EXERCISE DESCRIPTION: From the line that contains "Phrase: neighboring house roof" to the final line of the entries, return every line exactly and leave out all others.

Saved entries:
BEGIN
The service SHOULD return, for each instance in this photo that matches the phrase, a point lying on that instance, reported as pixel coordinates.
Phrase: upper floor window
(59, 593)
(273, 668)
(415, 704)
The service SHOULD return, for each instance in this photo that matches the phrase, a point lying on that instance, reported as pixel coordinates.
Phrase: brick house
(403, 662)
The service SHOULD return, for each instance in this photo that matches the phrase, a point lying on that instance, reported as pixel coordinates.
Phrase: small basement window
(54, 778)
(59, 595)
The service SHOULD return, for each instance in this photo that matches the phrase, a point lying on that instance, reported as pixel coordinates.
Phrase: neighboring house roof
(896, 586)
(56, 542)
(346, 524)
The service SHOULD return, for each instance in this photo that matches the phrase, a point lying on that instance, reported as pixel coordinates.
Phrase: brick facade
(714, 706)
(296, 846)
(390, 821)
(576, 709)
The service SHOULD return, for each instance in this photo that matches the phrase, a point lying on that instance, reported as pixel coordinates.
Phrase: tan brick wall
END
THE ANSWER:
Phrase: neighboring house roof
(896, 586)
(56, 542)
(346, 524)
The service SHOULD return, for each instance in this photo that matches the phrase, a point lying on that instance, reported as pixel coordinates.
Phrase: brick facade
(714, 706)
(296, 846)
(390, 821)
(576, 709)
The service SHOULD return, for each instance in this photo that matches the phrase, a point lying on that instance, reported as pixel coordinates.
Phrase: tan brick wall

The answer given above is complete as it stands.